→ **TASK**
An exact copy of the listing below is the answer, with the pictures removed.

→ **RECORDS FOR THIS EXERCISE**
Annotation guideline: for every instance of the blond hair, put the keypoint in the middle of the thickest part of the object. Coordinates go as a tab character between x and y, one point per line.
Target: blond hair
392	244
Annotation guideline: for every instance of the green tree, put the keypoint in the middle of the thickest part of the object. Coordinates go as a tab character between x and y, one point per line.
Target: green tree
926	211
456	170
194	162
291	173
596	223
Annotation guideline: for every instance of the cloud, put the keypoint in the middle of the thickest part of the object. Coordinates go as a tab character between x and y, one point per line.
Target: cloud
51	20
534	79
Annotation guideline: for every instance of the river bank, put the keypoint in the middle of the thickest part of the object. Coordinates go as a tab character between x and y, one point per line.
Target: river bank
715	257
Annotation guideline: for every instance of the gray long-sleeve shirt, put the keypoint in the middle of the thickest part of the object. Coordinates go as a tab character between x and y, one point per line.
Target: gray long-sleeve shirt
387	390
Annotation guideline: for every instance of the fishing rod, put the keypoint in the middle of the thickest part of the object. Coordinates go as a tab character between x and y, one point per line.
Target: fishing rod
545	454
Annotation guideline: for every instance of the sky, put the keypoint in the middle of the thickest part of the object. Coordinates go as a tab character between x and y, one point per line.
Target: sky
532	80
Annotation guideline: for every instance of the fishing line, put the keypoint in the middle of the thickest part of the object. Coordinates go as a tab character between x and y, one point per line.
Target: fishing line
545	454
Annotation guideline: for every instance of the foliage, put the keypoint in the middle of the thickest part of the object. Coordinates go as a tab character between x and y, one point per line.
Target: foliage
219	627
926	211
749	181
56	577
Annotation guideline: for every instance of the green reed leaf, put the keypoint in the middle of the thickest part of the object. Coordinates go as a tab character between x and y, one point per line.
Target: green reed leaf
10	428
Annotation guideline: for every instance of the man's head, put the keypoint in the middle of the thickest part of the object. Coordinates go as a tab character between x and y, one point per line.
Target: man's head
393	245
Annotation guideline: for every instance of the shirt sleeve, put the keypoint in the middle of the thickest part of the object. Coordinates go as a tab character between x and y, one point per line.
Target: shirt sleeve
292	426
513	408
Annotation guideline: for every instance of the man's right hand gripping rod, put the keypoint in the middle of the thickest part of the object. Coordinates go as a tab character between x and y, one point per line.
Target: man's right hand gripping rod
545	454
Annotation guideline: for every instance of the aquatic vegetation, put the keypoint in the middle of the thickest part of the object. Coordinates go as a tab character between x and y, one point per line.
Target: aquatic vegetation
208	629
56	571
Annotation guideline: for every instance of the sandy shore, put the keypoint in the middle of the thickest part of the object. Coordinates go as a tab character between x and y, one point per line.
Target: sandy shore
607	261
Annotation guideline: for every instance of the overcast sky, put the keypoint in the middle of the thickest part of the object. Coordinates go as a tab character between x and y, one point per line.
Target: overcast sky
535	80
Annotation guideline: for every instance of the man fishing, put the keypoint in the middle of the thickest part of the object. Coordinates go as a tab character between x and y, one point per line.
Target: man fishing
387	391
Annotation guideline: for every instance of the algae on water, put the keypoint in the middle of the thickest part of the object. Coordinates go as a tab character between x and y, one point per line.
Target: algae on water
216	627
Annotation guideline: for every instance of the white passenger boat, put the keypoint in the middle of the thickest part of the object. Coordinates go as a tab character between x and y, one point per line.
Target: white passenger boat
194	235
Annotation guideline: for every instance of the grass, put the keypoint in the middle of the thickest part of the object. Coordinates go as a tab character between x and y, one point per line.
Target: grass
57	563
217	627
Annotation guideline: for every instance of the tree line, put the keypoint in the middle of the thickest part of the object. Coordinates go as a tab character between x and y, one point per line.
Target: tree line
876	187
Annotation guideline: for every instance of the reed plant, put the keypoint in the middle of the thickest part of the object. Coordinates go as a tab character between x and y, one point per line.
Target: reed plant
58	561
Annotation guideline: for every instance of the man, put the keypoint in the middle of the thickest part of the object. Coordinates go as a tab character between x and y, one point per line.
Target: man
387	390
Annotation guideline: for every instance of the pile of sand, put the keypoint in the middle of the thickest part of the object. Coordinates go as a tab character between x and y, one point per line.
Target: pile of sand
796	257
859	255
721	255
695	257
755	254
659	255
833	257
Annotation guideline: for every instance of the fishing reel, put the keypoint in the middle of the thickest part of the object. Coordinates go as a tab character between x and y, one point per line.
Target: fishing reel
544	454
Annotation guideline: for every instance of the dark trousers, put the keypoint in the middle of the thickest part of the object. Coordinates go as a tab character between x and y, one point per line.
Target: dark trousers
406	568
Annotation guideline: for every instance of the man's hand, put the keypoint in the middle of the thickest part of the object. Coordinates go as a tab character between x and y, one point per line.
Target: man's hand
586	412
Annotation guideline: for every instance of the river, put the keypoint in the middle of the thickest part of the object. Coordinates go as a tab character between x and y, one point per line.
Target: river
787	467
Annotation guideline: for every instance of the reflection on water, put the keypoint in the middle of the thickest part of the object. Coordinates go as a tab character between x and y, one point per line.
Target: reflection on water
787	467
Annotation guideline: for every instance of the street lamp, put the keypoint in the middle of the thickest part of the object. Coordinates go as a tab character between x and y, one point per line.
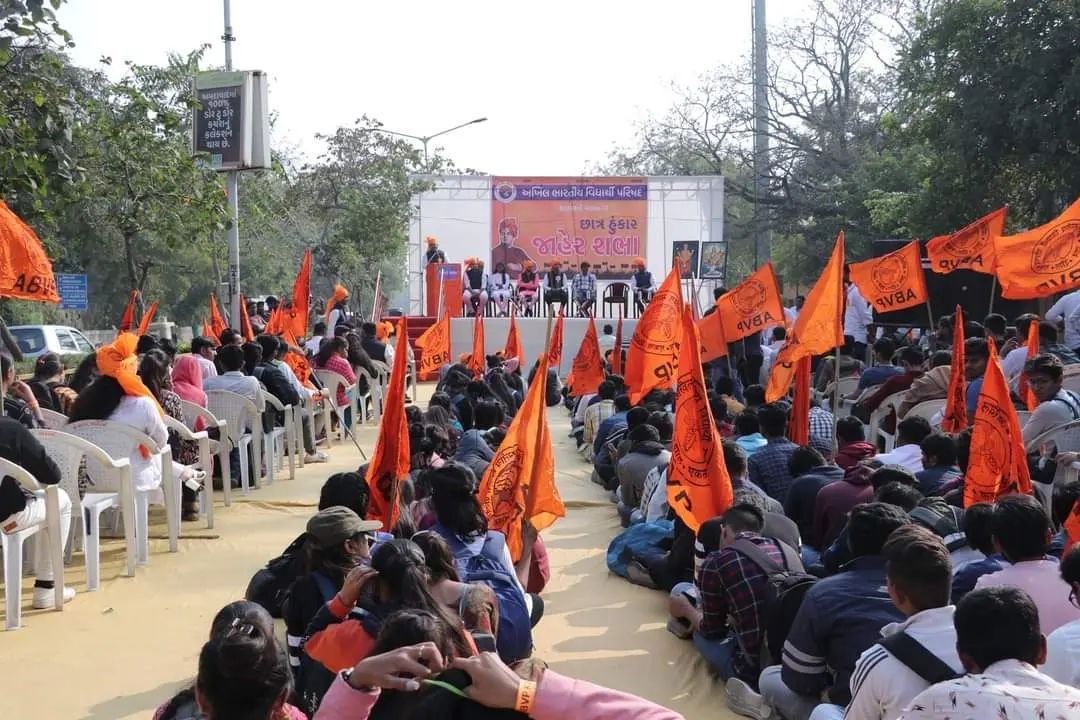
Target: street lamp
427	138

→ **SOLUTION TO THIS EXERCISE**
Annotation guideline: for every instance of the blond hair, put the keypoint in the middle of the thickest part of the object. Coordinates go as a tab character between x and y, one point per line.
Target: blond hair
392	244
Annotation guideline: for every instance of the green tree, put the keypoint in the middle of the thickest part of the object. Coordinates go as a tab character between x and y, one point per line.
Target: green tree
926	211
456	170
194	162
291	173
596	223
Annotation guideline: for every instance of the cloud, put the keypoint in the middle of the thickest part of the object. Coordinates go as a tab character between x and y, one point per line.
Target: cloud
51	20
534	79
Annotation guideline: for every instance of the river bank, put the keypoint in the middle of the thickest part of the object. Coordinates go as a tab character between x and y, one point per line.
Target: river bank
715	257
Annotation guideline: for every instance of the gray long-sleeve shirt, put the keypoint in the middle of the thickest part of the object. Coordinates go as a tab character between x and y, one point per line.
Target: gray long-sleeve shirt
387	390
Annotation guideline: for every instance of the fishing rod, put the keypoint in the middle of the thickest part of the object. Coordinates go as a tab character between x and y, one point per line.
Target: fishing rod
545	454
Annotation guideline: for every instance of the sky, put the keypoint in the middle of the thickest part of the object. Coordinates go as a tab character between x and y, one point per line.
Target: sky
532	80
Annotation guideline: for every instance of the fishing line, put the keypoint in the middle of the thickest part of the object. Coordinates go as a tab character between x and y, one point per line.
Target: fishing line
545	454
Annotation guideline: for every instance of the foliage, put the keypoint in the middle of the thickest part of the object. Coordinates go as a tab character between x and y, one point per line.
Target: foliage
219	627
926	211
749	181
56	577
Annotation guideline: for every instance of the green reed leaf, put the keypoint in the middle of the thickest part of the object. Coordinates go as a tab character between x and y, one point per line.
Target: green reed leaf
10	428
Annotation guideline: for every instance of the man's head, put the keypoint in the middle of the thickest part of the object. Coordinates go as a tab character between x and y, one point per line.
Target: man's head
393	245
Annotation guideline: for every instance of the shirt sleeve, put the keypoint in the middle of the thickest part of the object. Coordinates go as a tab character between x and y, one point per line.
Target: shirt sleeve
292	426
513	408
Annotation guideline: for every instance of the man's right hand gripping rod, put the keypoint in the middle of the thickest part of the object. Coordinates go as a tab character between x and y, one point per line.
Target: man's right hand gripping rod
545	454
Annotation guideline: for every instance of the aquatic vegetation, put the keypoint in the middle of the thickest part of the object. Coordinates go as a tab character between x and y, one point per line.
Target: aquatic vegetation
208	629
56	571
Annotation guideline: for every instance of the sandy shore, put the keypoint in the middle of the thickest part of the object. Coordinates go as a tab character between x and y, one point per line.
Target: sandy shore
607	261
Annotation guideline: for every instance of the overcast sky, put the keypoint in the middle of the thickest part of the object. Coordinates go as a tab character between x and y, one point per line.
Target: overcast sky
535	80
Annotation guideline: for every instance of the man fishing, put the keypoint in the middle of the thickest part of the object. Coordinates go as a tab character between x and y, one point per line.
Target: man fishing
387	391
Annotation guideline: for every instance of the algae on water, put the keypoint in the middle of the thickest part of the object. Coordinates go as a tab character between x and y, one point per line.
Target: algae on water
216	627
Annotation guideline: for every instance of the white passenger boat, put the keypoint in the middle of the thickest part of the object. Coordinates go as a tab character between x and y, one point per line.
Target: white passenger boat
194	235
Annotation guideline: for every instance of the grass, put the keypoint in the middle of the thickest part of the object. Coordinates go as a tab character between x and y, one point per line.
Target: grass
57	563
217	627
Annotation guideline: for every instance of the tree line, put the keypoint in the middle of the thickest part of the object. Coordinates go as a tab character between x and y, one point per line.
Target: tree line
876	187
Annotation guideline: for every instance of the reed plant, put the keypoint in the middle of the thickest part of the object. Coordinates go as a tab character between x and y, one point per line.
Target: reed plant
58	561
Annotation guideline: for every instance of the man, put the keypoint in the middle of the thickest part of the object. Coordinates go as a tab character between x and y, one point per line.
Target: man
387	390
Annotation guideline: for every instance of the pile of sand, put the keypoint in the middle of the thickest part of the object. Coordinates go as a tab character between x and y, one point per line.
Target: pile of sand
796	257
859	255
721	255
695	257
755	254
659	255
833	257
Annotation guideline: for every instance of the fishing reel, put the keypoint in the middle of the thickest part of the object. Coordinates go as a tab character between x and y, one point per line.
Target: fishing reel
544	454
Annotation guideline: for every instance of the dark trousers, put the keypoint in the middle of the thickest part of the object. Coordinates go as a tab character between x and y, one point per line.
Target: dark trousers
406	568
Annotation guideline: for every instance of the man's hand, put the keypoint in the middle of the thickest part of the object. Coordinates go as a tab character between x and y, one point per line.
Target: man's hand
586	412
Annotation guideline: for every instance of the river, put the keypoint in the middle of the thickest part of the object. Coordinates go as a tab character between x and y, one point per line.
Target: river
787	467
Annotation guideline: for every instance of the reflection on water, put the keypoint in the middle of the thickest part of the object. Coordinates go as a tab character between x and y, one point per line.
Target: reflection on water
787	467
Annotation guideline: for every instance of the street lamp, put the keypoint in the middle of the thickest part of the object. Coordinates go as a tab character between x and y, one point per line.
Target: street lamp
427	138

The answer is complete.